What you should do:
All of the records should be restated word for word.

Stored data entries
· · · ·

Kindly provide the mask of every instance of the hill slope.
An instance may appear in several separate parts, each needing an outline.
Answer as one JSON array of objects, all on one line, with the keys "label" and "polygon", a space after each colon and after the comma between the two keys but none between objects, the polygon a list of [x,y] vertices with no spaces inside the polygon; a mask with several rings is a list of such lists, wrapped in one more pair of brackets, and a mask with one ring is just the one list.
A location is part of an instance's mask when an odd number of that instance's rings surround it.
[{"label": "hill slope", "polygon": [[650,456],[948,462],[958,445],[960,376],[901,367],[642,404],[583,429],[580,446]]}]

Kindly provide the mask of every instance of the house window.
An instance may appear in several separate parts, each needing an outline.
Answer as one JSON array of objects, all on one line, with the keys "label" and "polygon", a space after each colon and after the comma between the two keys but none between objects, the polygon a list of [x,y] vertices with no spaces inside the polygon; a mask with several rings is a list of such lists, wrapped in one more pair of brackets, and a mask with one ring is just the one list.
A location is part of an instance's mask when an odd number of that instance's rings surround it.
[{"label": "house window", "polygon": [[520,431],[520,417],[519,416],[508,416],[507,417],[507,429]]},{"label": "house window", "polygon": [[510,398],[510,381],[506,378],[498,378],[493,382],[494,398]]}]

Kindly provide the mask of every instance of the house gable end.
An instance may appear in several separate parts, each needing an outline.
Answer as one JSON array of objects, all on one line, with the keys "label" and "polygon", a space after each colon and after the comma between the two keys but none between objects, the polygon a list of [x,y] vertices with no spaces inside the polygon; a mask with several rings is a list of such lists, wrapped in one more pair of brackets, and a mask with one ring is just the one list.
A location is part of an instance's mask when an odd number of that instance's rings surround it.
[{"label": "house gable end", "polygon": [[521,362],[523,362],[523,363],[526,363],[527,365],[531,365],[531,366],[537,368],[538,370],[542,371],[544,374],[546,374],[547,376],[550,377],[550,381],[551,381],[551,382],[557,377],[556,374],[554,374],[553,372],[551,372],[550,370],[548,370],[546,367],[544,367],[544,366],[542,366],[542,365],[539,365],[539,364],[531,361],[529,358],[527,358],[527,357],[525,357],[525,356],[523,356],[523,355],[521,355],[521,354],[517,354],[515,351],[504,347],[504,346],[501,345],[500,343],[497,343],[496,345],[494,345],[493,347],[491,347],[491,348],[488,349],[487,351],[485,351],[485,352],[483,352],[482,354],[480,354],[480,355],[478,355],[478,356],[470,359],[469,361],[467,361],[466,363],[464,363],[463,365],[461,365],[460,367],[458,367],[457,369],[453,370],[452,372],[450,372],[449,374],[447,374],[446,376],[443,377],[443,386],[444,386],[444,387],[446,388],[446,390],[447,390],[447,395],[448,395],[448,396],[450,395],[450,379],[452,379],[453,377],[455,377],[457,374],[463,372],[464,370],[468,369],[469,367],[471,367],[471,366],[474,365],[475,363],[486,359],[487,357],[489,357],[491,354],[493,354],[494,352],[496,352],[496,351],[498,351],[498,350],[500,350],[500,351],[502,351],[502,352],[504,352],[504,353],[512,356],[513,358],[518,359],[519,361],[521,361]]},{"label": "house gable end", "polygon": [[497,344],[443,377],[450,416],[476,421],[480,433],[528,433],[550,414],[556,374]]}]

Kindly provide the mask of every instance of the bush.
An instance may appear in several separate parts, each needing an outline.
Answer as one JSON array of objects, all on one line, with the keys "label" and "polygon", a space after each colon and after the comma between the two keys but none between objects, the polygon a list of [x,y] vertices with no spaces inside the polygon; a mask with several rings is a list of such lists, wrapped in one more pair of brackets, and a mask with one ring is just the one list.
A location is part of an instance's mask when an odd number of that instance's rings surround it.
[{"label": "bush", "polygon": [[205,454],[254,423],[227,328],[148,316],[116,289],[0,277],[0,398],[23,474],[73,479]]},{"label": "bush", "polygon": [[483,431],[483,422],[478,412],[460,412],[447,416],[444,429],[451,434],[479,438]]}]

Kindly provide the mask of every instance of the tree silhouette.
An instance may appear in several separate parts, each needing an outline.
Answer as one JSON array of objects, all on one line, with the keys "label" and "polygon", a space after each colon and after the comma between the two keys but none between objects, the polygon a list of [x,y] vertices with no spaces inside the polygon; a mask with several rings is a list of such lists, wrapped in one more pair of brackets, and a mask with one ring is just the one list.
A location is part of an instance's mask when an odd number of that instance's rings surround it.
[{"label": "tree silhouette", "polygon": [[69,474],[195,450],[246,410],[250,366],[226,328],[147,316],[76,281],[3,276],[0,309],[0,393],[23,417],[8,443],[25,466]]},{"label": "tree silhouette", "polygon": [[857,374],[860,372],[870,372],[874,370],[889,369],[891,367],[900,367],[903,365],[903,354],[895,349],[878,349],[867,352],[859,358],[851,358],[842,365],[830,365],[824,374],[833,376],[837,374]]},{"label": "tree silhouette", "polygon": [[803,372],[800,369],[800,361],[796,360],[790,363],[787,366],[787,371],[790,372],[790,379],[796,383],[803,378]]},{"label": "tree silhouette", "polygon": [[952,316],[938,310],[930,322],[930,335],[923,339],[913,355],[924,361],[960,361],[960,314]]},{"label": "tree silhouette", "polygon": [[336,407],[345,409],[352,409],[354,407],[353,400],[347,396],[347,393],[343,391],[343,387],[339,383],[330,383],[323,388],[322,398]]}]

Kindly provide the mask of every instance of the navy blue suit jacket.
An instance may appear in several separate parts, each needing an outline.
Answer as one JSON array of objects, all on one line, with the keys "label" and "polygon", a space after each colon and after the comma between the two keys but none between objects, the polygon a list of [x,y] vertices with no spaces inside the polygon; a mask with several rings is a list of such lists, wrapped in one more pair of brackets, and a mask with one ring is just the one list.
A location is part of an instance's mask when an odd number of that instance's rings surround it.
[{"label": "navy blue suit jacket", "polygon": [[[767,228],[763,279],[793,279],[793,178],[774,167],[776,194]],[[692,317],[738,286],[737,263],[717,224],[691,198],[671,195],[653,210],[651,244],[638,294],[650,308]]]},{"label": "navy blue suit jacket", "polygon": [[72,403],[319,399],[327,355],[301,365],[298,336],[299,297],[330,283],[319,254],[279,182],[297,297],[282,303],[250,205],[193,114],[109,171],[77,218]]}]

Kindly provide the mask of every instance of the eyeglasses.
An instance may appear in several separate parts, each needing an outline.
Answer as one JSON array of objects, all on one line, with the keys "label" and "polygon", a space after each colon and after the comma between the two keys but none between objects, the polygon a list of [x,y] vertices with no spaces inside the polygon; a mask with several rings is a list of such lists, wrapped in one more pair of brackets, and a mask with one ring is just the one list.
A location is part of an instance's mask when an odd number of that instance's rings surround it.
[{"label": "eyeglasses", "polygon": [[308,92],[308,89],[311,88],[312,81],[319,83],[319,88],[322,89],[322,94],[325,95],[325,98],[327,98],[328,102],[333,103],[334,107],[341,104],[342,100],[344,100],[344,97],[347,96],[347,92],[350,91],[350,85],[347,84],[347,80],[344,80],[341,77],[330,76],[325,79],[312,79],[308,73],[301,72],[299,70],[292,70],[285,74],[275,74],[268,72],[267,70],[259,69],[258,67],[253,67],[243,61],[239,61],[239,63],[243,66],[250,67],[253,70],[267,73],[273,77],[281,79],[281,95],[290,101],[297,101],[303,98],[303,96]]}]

· · · ·

Response below:
Kindly provide the mask of every instance of the hill slope.
An instance may appear in several separate parts, each needing an outline.
Answer as one JSON array of objects, all on one line, with the keys "label" and "polygon", a space after each colon and after the comma between the two keys but none between objects, the polygon a list of [x,y] vertices with no spaces inside the polygon; a mask with several rings is a list of such lists, wrapped in one more pair of brackets, and a mask with one ring is just the one list.
A location is part of an instance's mask when an odd number of that instance's rings surround it.
[{"label": "hill slope", "polygon": [[650,456],[948,462],[958,445],[960,376],[901,367],[642,404],[583,429],[580,446]]}]

Kindly provide the mask of every instance of the house window.
An instance may appear in several separate parts, each needing an outline.
Answer as one JSON array of objects, all on one line, with the keys "label" and "polygon", a space after each colon and after the comma between the two keys but none between objects, the polygon a list of [x,y] vertices with no spaces inside the polygon; a mask with several rings is a list of such lists, wrapped in one more pair of brackets, and a mask with one ring is just the one list.
A location is part of an instance's mask when an odd number of that instance's rings surround it.
[{"label": "house window", "polygon": [[520,431],[520,417],[519,416],[508,416],[507,417],[507,429]]},{"label": "house window", "polygon": [[510,398],[510,381],[506,378],[498,378],[493,382],[494,398]]}]

Kindly provide the mask of every instance of the house gable end.
An instance may appear in several separate parts, each needing an outline.
Answer as one JSON array of objects, all on one line, with the keys "label" and "polygon", a space after each colon and after the comma between the two keys but none between objects, the polygon a list of [x,y] vertices with no spaces inside the polygon; a mask with several rings is a list of such lists, wrapped in one more pair of brackets, and a mask with one ring is just the one list.
A location is part of an instance's mask when an odd number of that instance's rings surround it.
[{"label": "house gable end", "polygon": [[521,362],[523,362],[523,363],[526,363],[527,365],[531,365],[531,366],[537,368],[538,370],[542,371],[544,374],[546,374],[547,376],[550,377],[550,381],[551,381],[551,382],[557,377],[556,374],[554,374],[553,372],[551,372],[550,370],[548,370],[546,367],[544,367],[544,366],[542,366],[542,365],[539,365],[539,364],[531,361],[529,358],[527,358],[527,357],[525,357],[525,356],[523,356],[523,355],[521,355],[521,354],[517,354],[515,351],[504,347],[504,346],[501,345],[500,343],[497,343],[496,345],[494,345],[493,347],[491,347],[491,348],[488,349],[487,351],[485,351],[485,352],[483,352],[482,354],[480,354],[480,355],[478,355],[478,356],[470,359],[469,361],[467,361],[466,363],[464,363],[463,365],[461,365],[460,367],[458,367],[457,369],[453,370],[452,372],[450,372],[449,374],[447,374],[446,376],[443,377],[443,386],[444,386],[444,387],[446,388],[446,390],[447,390],[447,395],[448,395],[448,396],[450,395],[450,379],[452,379],[453,377],[455,377],[457,374],[463,372],[464,370],[468,369],[469,367],[471,367],[471,366],[474,365],[475,363],[486,359],[487,357],[489,357],[491,354],[493,354],[494,352],[496,352],[496,351],[498,351],[498,350],[500,350],[500,351],[502,351],[502,352],[504,352],[504,353],[512,356],[513,358],[518,359],[519,361],[521,361]]},{"label": "house gable end", "polygon": [[497,344],[443,377],[450,416],[476,421],[480,433],[528,433],[550,414],[556,374]]}]

Kindly provide the mask of every instance of the bush.
An instance may appear in several separate parts, each needing an outline.
Answer as one JSON array of objects, all on one line, with the keys "label" and "polygon", a space after each colon and after the comma between the two keys but none between objects, the polygon a list of [x,y] vertices with no spaces inside the polygon; a mask with several rings is a list of such lists, wrapped in one more pair of brackets, and a mask with one ring is just the one list.
A location is part of an instance's mask when an odd number of that instance's rings surround it.
[{"label": "bush", "polygon": [[205,454],[254,423],[227,328],[148,316],[116,289],[0,277],[0,398],[23,474],[73,479]]},{"label": "bush", "polygon": [[483,431],[483,422],[478,412],[460,412],[447,416],[444,429],[451,434],[479,438]]}]

Kindly provide the mask of every instance of the tree silhouette.
An instance may appear in several separate parts, each needing an outline.
Answer as one JSON array of objects, all on one line, with the keys "label" and "polygon", a space after each colon and after the comma between the two keys but none between objects, the polygon a list of [x,y] vertices with no spaces inside the polygon; a mask with several rings is a list of such lists, wrapped in one more pair of brackets, and a mask with one ring is just the one list.
A location is part of an instance's mask when an odd number of that instance's rings surround it.
[{"label": "tree silhouette", "polygon": [[69,474],[195,450],[246,410],[250,366],[226,328],[147,316],[76,281],[3,276],[0,309],[0,393],[23,417],[8,443],[25,466]]},{"label": "tree silhouette", "polygon": [[857,374],[860,372],[870,372],[874,370],[889,369],[891,367],[900,367],[903,365],[903,354],[895,349],[878,349],[867,352],[859,358],[851,358],[842,365],[830,365],[824,374],[833,376],[837,374]]},{"label": "tree silhouette", "polygon": [[803,372],[800,369],[800,361],[796,360],[790,363],[787,366],[787,371],[790,372],[790,379],[796,383],[803,378]]},{"label": "tree silhouette", "polygon": [[952,316],[938,310],[930,322],[930,335],[923,339],[913,355],[924,361],[960,361],[960,314]]},{"label": "tree silhouette", "polygon": [[336,407],[345,409],[352,409],[354,407],[353,400],[347,396],[347,393],[343,391],[343,387],[339,383],[330,383],[323,388],[322,398]]}]

Kindly provide the mask of every instance of the navy blue suit jacket.
An instance may appear in several separate parts, each needing an outline.
Answer as one JSON array of objects, all on one line, with the keys "label" and "polygon", a space after each colon and after the comma between the two keys but none between objects, the polygon a list of [x,y] vertices with no spaces inside the polygon; a mask with several rings is a list of such lists, wrapped in one more pair of brackets, and a mask with one ring is just the one list.
A location is part of an instance's mask when an odd number of that instance's rings surround it.
[{"label": "navy blue suit jacket", "polygon": [[[767,228],[763,279],[793,279],[793,178],[774,167],[776,194]],[[692,317],[738,286],[737,263],[717,224],[691,198],[671,195],[653,210],[651,244],[638,294],[650,308]]]},{"label": "navy blue suit jacket", "polygon": [[72,403],[319,399],[327,355],[301,365],[298,336],[299,297],[330,283],[319,254],[279,182],[297,297],[282,303],[250,205],[193,114],[109,171],[77,218]]}]

Kindly provide the mask of every instance of the eyeglasses.
An instance may appear in several separate parts, each needing an outline.
Answer as one JSON array of objects, all on one line, with the keys "label" and "polygon", a space after each colon and after the comma between the two keys but none between objects, the polygon a list of [x,y] vertices with no spaces inside the polygon; a mask with several rings is a list of such lists, wrapped in one more pair of brackets, and a mask with one ring is just the one list.
A location is part of an instance's mask when an odd number of that instance's rings surround it.
[{"label": "eyeglasses", "polygon": [[308,92],[308,89],[311,88],[312,81],[319,83],[319,88],[322,89],[322,94],[325,95],[325,98],[327,98],[328,102],[333,103],[334,107],[341,104],[342,100],[344,100],[344,97],[347,96],[347,92],[350,91],[350,85],[347,84],[347,80],[344,80],[341,77],[330,76],[325,79],[312,79],[308,73],[301,72],[299,70],[292,70],[285,74],[275,74],[268,72],[267,70],[259,69],[258,67],[253,67],[243,61],[239,61],[239,63],[243,66],[250,67],[253,70],[267,73],[273,77],[281,79],[281,95],[290,101],[297,101],[303,98],[303,96]]}]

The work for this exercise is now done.